**WORK REQUEST**
Would you transcribe all of the data exactly, down to the last character?

**EXCERPTED RECORDS**
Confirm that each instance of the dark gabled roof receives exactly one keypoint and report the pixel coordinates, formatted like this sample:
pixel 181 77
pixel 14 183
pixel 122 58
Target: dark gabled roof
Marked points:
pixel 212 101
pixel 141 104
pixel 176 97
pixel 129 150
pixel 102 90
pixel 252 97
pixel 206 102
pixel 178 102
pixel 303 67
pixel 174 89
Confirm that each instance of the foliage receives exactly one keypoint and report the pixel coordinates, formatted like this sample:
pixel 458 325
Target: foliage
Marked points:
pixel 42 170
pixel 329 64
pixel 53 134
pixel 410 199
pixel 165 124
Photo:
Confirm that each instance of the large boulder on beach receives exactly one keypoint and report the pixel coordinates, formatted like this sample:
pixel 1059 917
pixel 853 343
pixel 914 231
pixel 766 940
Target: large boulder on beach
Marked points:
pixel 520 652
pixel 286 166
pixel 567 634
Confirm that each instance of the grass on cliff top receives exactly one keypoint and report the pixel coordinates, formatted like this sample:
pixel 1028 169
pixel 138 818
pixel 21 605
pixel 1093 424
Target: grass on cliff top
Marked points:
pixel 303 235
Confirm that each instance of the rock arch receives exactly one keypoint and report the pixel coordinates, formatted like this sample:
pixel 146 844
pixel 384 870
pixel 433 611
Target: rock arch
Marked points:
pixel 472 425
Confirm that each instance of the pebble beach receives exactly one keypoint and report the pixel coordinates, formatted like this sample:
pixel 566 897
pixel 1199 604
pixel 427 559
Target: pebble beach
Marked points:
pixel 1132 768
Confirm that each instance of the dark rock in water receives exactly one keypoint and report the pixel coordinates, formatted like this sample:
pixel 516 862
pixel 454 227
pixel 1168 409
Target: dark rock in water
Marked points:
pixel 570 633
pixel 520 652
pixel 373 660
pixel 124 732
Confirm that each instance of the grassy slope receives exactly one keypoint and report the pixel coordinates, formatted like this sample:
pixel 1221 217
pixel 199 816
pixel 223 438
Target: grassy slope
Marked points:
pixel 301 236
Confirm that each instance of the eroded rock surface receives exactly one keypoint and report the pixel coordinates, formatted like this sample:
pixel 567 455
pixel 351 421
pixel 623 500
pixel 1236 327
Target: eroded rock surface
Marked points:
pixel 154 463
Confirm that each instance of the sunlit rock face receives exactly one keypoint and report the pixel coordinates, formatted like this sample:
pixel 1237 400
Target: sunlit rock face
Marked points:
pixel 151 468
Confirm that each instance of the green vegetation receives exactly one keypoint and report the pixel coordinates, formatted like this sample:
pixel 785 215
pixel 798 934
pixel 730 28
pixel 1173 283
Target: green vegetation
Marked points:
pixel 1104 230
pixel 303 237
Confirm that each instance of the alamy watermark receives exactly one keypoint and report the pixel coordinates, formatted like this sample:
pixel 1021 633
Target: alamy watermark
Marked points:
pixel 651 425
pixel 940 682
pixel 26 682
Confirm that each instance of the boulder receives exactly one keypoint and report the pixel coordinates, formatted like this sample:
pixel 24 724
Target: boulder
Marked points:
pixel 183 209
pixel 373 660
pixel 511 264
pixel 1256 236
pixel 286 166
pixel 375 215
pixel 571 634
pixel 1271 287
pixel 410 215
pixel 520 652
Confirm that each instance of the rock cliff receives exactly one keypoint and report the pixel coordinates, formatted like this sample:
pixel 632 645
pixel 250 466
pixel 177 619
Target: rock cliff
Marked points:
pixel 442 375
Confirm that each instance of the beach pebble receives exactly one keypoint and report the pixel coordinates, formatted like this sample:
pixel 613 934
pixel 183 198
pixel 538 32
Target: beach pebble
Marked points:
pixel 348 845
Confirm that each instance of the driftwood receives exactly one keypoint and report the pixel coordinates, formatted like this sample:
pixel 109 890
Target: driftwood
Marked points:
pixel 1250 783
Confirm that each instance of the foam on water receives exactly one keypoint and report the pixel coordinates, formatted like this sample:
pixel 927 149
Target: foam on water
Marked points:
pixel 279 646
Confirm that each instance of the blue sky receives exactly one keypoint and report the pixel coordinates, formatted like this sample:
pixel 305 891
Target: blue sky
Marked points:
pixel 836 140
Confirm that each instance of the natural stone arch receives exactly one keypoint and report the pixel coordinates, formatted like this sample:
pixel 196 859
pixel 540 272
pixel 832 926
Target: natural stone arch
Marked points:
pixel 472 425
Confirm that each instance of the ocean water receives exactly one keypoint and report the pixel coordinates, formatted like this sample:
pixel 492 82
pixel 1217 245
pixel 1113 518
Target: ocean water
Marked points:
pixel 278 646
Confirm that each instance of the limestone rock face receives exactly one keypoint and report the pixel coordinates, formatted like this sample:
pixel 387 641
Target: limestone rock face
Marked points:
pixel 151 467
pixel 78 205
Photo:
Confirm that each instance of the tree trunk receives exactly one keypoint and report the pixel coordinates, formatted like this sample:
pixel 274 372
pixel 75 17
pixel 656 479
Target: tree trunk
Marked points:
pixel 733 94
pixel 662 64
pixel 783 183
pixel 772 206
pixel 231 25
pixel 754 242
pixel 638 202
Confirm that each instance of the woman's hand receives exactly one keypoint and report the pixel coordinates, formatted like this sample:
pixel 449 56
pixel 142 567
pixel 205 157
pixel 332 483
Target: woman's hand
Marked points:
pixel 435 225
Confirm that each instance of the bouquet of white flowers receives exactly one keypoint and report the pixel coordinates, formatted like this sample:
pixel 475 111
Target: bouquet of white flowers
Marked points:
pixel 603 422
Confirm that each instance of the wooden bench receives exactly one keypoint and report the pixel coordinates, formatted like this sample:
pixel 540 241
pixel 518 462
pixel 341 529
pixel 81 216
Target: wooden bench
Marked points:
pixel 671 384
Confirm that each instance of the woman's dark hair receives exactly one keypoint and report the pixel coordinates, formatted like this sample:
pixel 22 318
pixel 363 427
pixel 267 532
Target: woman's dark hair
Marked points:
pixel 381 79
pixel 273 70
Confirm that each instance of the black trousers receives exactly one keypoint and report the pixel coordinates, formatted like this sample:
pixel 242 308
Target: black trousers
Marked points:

**EXERCISE OUTPUT**
Confirm that each instance of the dark gabled roof receives exactly one keypoint and report the pixel coordinates, formatted like this sample:
pixel 181 77
pixel 14 183
pixel 122 58
Target: dark gabled roof
Marked points:
pixel 212 101
pixel 141 104
pixel 176 97
pixel 129 150
pixel 102 90
pixel 252 97
pixel 206 102
pixel 178 102
pixel 303 67
pixel 174 89
Confirm that each instance of the foliage receives exactly one keypoint and report the pixel coordinates, formatted like this sample:
pixel 458 325
Target: foliage
Marked points:
pixel 42 170
pixel 329 64
pixel 53 134
pixel 410 199
pixel 165 124
Photo:
Confirm that each instance of the large boulder on beach receives exactly one keypoint and report the pixel coordinates, formatted like this sample:
pixel 1059 917
pixel 853 343
pixel 914 231
pixel 766 940
Target: large boulder on beach
Marked points:
pixel 520 652
pixel 286 166
pixel 567 634
Confirm that each instance of the grass on cliff top receives exactly one keypoint and report the pixel coordinates, formatted like this sample:
pixel 1028 169
pixel 138 818
pixel 21 605
pixel 1093 424
Target: grass on cliff top
Marked points:
pixel 303 235
Confirm that each instance of the rock arch receives exactly one keypoint and report the pixel coordinates, formatted like this sample:
pixel 146 844
pixel 384 870
pixel 433 611
Target: rock arch
Marked points:
pixel 472 425
Confirm that each instance of the pebble beach receives exactly one keypoint and report the pixel coordinates, formatted like this sample:
pixel 566 897
pixel 1199 604
pixel 427 559
Target: pebble beach
Marked points:
pixel 1132 768
Confirm that each instance of the dark rock in water receives exactly one keypoint and report the pixel coordinates, formatted like this sample:
pixel 516 862
pixel 454 227
pixel 1168 409
Target: dark rock in water
Marked points:
pixel 570 633
pixel 520 652
pixel 373 660
pixel 124 732
Confirm that each instance of the grassy slope receives exactly one keypoint and report the pixel coordinates, formatted like this sample:
pixel 1221 217
pixel 199 816
pixel 223 438
Target: grassy slope
Marked points:
pixel 301 236
Confirm that each instance of the eroded rock surface receives exactly one keypoint and report the pixel coordinates, formatted like this sample:
pixel 567 455
pixel 351 421
pixel 623 500
pixel 1236 327
Target: eroded rock surface
Marked points:
pixel 154 463
Confirm that each instance of the sunlit rock face receives exactly one keypoint and report the pixel coordinates, formatted like this sample:
pixel 1237 400
Target: sunlit rock face
Marked points:
pixel 151 468
Confirm that each instance of the green vegetation receives exactly one keypoint and report the pixel coordinates, formatted like this sample:
pixel 785 215
pixel 798 934
pixel 730 28
pixel 1173 283
Target: green vegetation
Marked points:
pixel 1104 230
pixel 303 237
Confirm that each instance of the alamy watermark receives exactly one keypoint and report the pixel coordinates, formatted like this sample:
pixel 1021 633
Target: alamy watermark
Marked points:
pixel 651 425
pixel 940 682
pixel 26 682
Confirm that each instance of the boulder receives exactly one keypoint and report the pixel coordinates, formatted like this sample:
pixel 24 724
Target: boulder
Marked points:
pixel 183 209
pixel 373 660
pixel 511 264
pixel 1256 236
pixel 286 166
pixel 375 215
pixel 571 634
pixel 1271 287
pixel 410 215
pixel 520 652
Confirm that each instance of the rock cliff receives exactly one keypoint and report the pixel coordinates, formatted like this sample:
pixel 632 645
pixel 250 466
pixel 177 619
Target: rock cliff
Marked points:
pixel 442 375
Confirm that each instance of the beach pebble receives exactly one keypoint and report the pixel coordinates, formatted like this sample:
pixel 613 934
pixel 183 198
pixel 538 32
Target: beach pebble
Marked points:
pixel 348 845
Confirm that each instance of the driftwood receives exactly one keypoint and report the pixel coordinates, formatted like this sample:
pixel 109 890
Target: driftwood
Marked points:
pixel 1250 783
Confirm that each instance of the foam on water receives exactly one keypoint and report the pixel coordinates, formatted like this sample:
pixel 927 149
Target: foam on water
Marked points:
pixel 279 646
Confirm that each instance of the blue sky receives exactly one keypoint and report the pixel coordinates, formatted like this sample:
pixel 305 891
Target: blue sky
Marked points:
pixel 836 140
Confirm that each instance of the natural stone arch receives exactly one keypoint and report the pixel coordinates, formatted like this sample:
pixel 196 859
pixel 540 272
pixel 832 926
Target: natural stone arch
Marked points:
pixel 472 425
Confirm that each instance of the ocean water receives exactly one keypoint and report the pixel coordinates, formatted like this sample:
pixel 492 82
pixel 1217 245
pixel 1113 518
Target: ocean water
Marked points:
pixel 278 646
Confirm that each instance of the limestone rock face receives exactly one keypoint and report the pixel coordinates, formatted like this sample:
pixel 387 641
Target: limestone rock face
Marked points:
pixel 151 467
pixel 78 205
Photo:
Confirm that each instance of the tree trunk receives exactly one keypoint and report the pixel coordinates, formatted like this sample:
pixel 274 372
pixel 75 17
pixel 656 479
Target: tree trunk
Marked points:
pixel 733 94
pixel 662 64
pixel 783 183
pixel 772 206
pixel 231 25
pixel 754 242
pixel 638 202
Confirm that each instance of the woman's hand receives exactly one keypoint and report the pixel coordinates, formatted like this sample:
pixel 449 56
pixel 142 567
pixel 205 157
pixel 332 483
Target: woman's hand
Marked points:
pixel 435 225
Confirm that each instance of the bouquet of white flowers receives exactly one keypoint and report the pixel coordinates, formatted like this sample:
pixel 475 111
Target: bouquet of white flowers
Marked points:
pixel 603 422
Confirm that each instance of the wooden bench receives exactly one keypoint and report the pixel coordinates, formatted like this sample:
pixel 540 241
pixel 518 462
pixel 341 529
pixel 81 216
Target: wooden bench
Marked points:
pixel 671 384
Confirm that each instance of the woman's dark hair receives exactly one keypoint and report the pixel coordinates, formatted like this sample:
pixel 22 318
pixel 363 427
pixel 267 532
Target: woman's dark hair
Marked points:
pixel 381 79
pixel 273 70
Confirm that each instance of the black trousers receives exactly one keypoint and report the pixel coordinates, formatted like this sample:
pixel 242 308
Target: black trousers
Marked points:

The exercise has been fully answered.